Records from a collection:
● ● ● ●

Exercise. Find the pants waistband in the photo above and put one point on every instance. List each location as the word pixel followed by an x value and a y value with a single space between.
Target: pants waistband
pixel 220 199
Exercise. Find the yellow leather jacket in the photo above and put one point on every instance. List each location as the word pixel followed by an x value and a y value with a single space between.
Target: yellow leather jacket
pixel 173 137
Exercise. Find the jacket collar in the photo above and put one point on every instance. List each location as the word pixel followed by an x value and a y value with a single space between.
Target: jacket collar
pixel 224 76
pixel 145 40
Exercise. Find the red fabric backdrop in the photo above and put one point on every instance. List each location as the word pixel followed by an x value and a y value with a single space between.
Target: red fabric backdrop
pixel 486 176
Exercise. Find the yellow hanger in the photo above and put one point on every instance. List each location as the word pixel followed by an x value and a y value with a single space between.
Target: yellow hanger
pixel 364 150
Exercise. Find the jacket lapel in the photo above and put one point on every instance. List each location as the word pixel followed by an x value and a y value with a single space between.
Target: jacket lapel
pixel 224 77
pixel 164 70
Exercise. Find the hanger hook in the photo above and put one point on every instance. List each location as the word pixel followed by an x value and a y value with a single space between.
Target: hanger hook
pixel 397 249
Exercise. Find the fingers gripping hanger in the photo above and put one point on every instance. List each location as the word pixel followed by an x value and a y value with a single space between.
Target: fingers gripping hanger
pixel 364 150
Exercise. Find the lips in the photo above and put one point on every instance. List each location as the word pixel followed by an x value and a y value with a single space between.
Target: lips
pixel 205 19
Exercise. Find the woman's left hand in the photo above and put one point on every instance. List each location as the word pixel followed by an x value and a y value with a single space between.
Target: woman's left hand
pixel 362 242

● ● ● ●

Problem to work on:
Every line from the one that contains "Target: lips" down to and including the last line of the records above must be set down exactly, with nothing else.

Expected answer:
Target: lips
pixel 205 19
Exercise. Find the woman's left hand in the photo above and put one point on every instance. List each location as the word pixel followed by an x value and a y value with a single space between.
Target: woman's left hand
pixel 362 242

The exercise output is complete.